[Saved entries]
[Start of section]

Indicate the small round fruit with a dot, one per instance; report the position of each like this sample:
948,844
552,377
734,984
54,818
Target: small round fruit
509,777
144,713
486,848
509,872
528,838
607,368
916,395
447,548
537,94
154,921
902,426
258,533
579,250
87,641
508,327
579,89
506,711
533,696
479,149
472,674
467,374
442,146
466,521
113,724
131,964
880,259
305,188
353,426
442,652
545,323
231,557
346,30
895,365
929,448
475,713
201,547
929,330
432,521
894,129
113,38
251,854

[End of section]

Each record above needs to be written out exactly, with nothing left out.

▶ **Result**
Indicate the small round fruit with a dot, one per instance; report the position of each like this sample:
948,844
552,377
734,984
54,818
Target: small round fruit
509,777
144,713
486,848
509,872
528,838
607,368
916,395
447,548
537,94
154,921
902,426
258,533
579,250
87,641
508,327
579,89
506,711
533,696
479,149
472,674
467,374
442,146
466,521
113,724
131,964
880,259
305,188
353,426
442,652
545,323
231,557
346,30
895,365
929,448
475,713
201,547
929,330
432,521
894,129
113,38
251,854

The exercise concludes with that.